____ PROVIDED INFORMATION
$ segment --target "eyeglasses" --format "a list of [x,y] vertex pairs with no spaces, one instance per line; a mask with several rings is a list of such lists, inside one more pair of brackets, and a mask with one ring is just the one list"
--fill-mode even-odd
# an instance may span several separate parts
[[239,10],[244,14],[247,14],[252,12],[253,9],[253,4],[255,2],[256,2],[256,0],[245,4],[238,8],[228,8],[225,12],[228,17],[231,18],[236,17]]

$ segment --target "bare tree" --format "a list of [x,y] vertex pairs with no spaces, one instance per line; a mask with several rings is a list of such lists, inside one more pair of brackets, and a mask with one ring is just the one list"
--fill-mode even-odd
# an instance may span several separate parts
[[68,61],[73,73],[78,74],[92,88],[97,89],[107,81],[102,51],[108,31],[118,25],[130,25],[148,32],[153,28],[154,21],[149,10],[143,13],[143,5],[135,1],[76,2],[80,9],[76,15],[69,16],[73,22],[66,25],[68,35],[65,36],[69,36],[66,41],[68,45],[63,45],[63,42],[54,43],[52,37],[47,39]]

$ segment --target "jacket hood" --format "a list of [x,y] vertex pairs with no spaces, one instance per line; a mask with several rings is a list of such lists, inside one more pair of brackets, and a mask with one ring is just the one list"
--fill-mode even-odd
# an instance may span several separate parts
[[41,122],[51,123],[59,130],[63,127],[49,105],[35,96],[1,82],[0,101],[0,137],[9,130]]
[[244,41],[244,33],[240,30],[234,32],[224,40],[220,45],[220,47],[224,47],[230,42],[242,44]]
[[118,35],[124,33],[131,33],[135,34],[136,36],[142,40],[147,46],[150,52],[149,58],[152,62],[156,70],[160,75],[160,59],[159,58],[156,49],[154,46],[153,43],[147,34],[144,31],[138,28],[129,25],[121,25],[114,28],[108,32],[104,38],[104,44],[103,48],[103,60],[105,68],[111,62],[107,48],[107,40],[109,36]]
________
- **TO BE DONE**: Write out all of the items again, requests included, and raise every x and y vertex coordinate in the answers by 141.

- **ANSWER TO THIS PROBLEM**:
$ segment --target "eyeglasses" --format "a list of [x,y] vertex pairs with no spaces, one instance per line; a mask with several rings is a list of such lists, inside one more pair of brackets, and a mask with one ring is just the one list"
--fill-mode even-odd
# an instance may span several separate parts
[[380,151],[385,155],[388,155],[393,153],[394,150],[394,145],[396,143],[397,143],[397,141],[386,145],[379,149],[369,149],[366,153],[369,158],[372,159],[377,158]]

$ segment --target "bare tree" --format "a list of [x,y] vertex pairs with no spaces, one instance per line; a mask with several rings is a list of such lists, inside one more pair of brackets, and a mask with one ring is just the one list"
--fill-mode even-odd
# an instance may span several separate parts
[[209,202],[214,214],[219,215],[233,229],[238,230],[248,222],[243,192],[249,172],[259,166],[271,166],[289,173],[294,169],[295,162],[290,151],[284,154],[284,146],[276,142],[217,143],[221,150],[217,156],[210,157],[214,163],[207,166],[209,176],[206,177],[210,177],[207,182],[209,186],[204,186],[204,183],[195,184],[193,178],[188,180]]

$ segment --target "jacket hood" --format "a list of [x,y] vertex pairs with no spaces, one instance per line; a mask with several rings is a list of such lists, inside one more pair of brackets, and a mask with one ring is just the one list"
--fill-mode even-odd
# an instance may span several separate parts
[[182,263],[192,264],[200,271],[204,268],[190,246],[176,237],[142,223],[141,242],[141,278],[150,271]]
[[385,182],[385,174],[381,171],[375,173],[365,181],[361,186],[361,188],[365,188],[371,183],[383,185]]
[[259,176],[265,174],[272,174],[276,175],[277,177],[283,181],[288,187],[291,193],[290,199],[293,203],[297,211],[301,216],[301,200],[300,199],[297,190],[295,187],[294,184],[288,175],[285,172],[279,169],[270,166],[262,166],[255,169],[249,173],[245,179],[245,185],[244,189],[244,201],[246,209],[252,203],[248,189],[248,181],[250,177]]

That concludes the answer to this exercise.